##### Exercise inputs #####

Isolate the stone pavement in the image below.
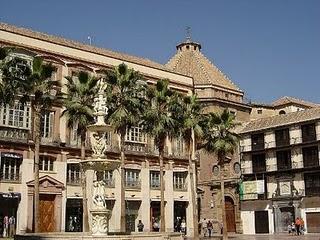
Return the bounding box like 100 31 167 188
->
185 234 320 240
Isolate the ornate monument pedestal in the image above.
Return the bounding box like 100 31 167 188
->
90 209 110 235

#####
##### Exercise inputs #####

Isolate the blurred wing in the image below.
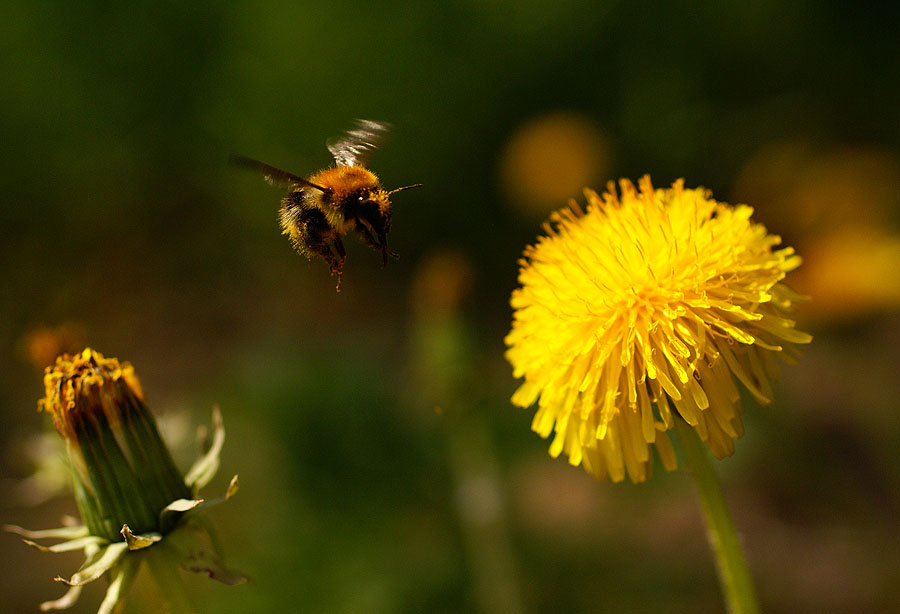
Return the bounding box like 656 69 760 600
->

#####
##### Exercise inputs #####

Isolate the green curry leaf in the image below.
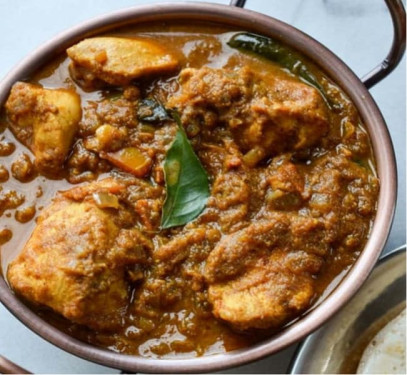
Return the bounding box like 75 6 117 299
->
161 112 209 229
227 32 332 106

#####

Reproduce the records from the line with "Isolate the stone" to the line with "90 209 110 235", substituting "enclosing box" for "bounding box" and leaving everything else unchanged. Omit the pictures from your answer.

Isolate the stone pavement in the image below.
Return the enclosing box like 100 31 167 188
->
185 234 320 240
Isolate the ornate monument pedestal in the image above.
Return the enclosing box like 100 31 167 188
->
90 209 110 235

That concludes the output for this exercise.